Vorliegender Text:
__________________________________________________

Der Mann ohne Eigenschaften – Ein dickes Ding für die Ohren
Das Zeitalter ist unphilosophisch und feig; es hat nicht den Mut zu entscheiden, was wert und was unwert ist, und Demokratie, auf das knappeste ausgedrückt, bedeutet: Tun, was geschieht!
Robert Musil »Der Mann ohne Eigenschaften«
Heute ist der 134. Geburtstag von Robert Musil. Im Zentrum seines literarischen Schaffens steht der Versuch, die Spaltung des modernen Bewusstseins in eine innere und äußere Wirklichkeit zu überwinden. Musil stellt dem statischen Wirklichkeitssinn der realitätsgläubigen Macher einen offenen »Möglichkeitssinn« gegenüber. Der beschränkt sich nicht auf die manifestierte Wirklichkeit, sondern behält stets das in ihr latent implizierte Unmanifestierte im Auge. Im Großroman Der Mann ohne Eigenschaften hat Musil den Versuch unternommen, den »Möglichkeitssinn« in allen Varianten durchzuspielen, doch er fand keinen Abschluß. Zwei wundervolle Hör-Editionen machen es möglich, sich Musils Meisterwerk zu nähern.

__________________________________________________

Gezeigte Daten:
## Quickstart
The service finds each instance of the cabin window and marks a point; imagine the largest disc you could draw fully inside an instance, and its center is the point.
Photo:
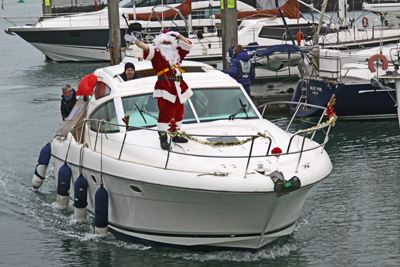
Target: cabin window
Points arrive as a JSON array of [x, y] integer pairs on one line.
[[216, 104], [279, 33], [106, 112], [101, 90]]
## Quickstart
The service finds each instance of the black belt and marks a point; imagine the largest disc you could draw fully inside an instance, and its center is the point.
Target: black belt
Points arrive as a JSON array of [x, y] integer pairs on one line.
[[171, 78]]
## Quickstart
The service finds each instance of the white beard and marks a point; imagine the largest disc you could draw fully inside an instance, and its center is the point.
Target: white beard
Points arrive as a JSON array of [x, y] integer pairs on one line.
[[170, 53]]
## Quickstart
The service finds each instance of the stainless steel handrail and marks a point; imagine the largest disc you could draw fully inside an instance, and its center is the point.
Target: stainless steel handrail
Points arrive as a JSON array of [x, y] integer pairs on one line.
[[249, 156]]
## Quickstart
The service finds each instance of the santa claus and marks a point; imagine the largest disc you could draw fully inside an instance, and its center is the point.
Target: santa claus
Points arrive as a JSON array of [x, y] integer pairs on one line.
[[170, 89]]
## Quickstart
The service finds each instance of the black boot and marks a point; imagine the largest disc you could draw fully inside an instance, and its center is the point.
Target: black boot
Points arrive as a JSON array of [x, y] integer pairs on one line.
[[178, 139], [164, 140]]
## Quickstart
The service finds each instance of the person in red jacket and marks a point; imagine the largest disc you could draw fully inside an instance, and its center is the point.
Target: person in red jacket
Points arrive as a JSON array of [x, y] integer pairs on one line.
[[170, 89]]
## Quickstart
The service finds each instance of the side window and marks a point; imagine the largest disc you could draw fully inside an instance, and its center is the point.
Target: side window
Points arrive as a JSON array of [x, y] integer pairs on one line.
[[106, 112], [101, 90]]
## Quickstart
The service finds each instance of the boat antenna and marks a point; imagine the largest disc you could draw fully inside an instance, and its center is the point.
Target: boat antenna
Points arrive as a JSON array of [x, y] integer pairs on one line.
[[134, 9]]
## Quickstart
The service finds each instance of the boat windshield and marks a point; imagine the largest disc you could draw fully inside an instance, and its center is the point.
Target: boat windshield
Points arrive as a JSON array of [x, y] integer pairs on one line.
[[143, 3], [209, 104]]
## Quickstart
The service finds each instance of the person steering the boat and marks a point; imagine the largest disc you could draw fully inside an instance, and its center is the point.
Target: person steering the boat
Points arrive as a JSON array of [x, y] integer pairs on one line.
[[68, 100], [130, 72], [241, 68], [170, 90]]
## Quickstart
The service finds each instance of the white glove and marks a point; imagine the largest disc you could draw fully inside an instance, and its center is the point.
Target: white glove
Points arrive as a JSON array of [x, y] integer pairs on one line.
[[130, 38], [173, 33]]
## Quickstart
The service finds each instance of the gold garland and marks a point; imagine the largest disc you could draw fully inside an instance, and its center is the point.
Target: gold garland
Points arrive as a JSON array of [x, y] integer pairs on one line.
[[215, 144], [332, 121]]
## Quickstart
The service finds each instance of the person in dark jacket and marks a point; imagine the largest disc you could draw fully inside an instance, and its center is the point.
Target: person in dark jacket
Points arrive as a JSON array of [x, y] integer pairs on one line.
[[129, 73], [241, 68], [68, 100]]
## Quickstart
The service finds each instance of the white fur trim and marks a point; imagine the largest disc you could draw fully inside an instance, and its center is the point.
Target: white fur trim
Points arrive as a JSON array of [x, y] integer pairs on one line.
[[162, 126], [164, 38], [185, 46], [151, 53], [164, 94]]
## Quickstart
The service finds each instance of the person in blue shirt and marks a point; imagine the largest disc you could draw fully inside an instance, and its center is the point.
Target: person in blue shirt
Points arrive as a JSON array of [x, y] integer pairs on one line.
[[241, 68]]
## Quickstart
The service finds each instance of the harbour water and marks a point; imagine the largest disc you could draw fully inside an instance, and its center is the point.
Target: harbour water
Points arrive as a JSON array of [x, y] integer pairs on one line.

__________________________________________________

Zu erledigen:
[1] Welche Wörter im Text über Musil tragen die verneinende Vorsilbe „un-“? Nenne alle.
[2] Wie lässt sich der Text über Musil in zwei Sätzen zusammenfassen?
[3] Schreibe aus dem Text über Musil die Stelle von „Der Mann ohne Eigenschaften –“ bis „Tun, was geschieht!“ wortgetreu ab.

Antworten je Aufgabe:
[1] unphilosophisch, unwert, Unmanifestierte

[2] Zu Robert Musils 134. Geburtstag stellt der Text als Kern seines Schaffens den Versuch vor, die Spaltung des modernen Bewusstseins in innere und äußere Wirklichkeit zu überwinden, wobei Musil dem statischen Wirklichkeitssinn einen offenen »Möglichkeitssinn« gegenüberstellt. Diesen wollte er im Großroman »Der Mann ohne Eigenschaften« in allen Varianten durchspielen, fand jedoch keinen Abschluss, und zwei Hör-Editionen ermöglichen es, sich dem Werk zu nähern.

[3]
Der Mann ohne Eigenschaften – Ein dickes Ding für die Ohren
Das Zeitalter ist unphilosophisch und feig; es hat nicht den Mut zu entscheiden, was wert und was unwert ist, und Demokratie, auf das knappeste ausgedrückt, bedeutet: Tun, was geschieht!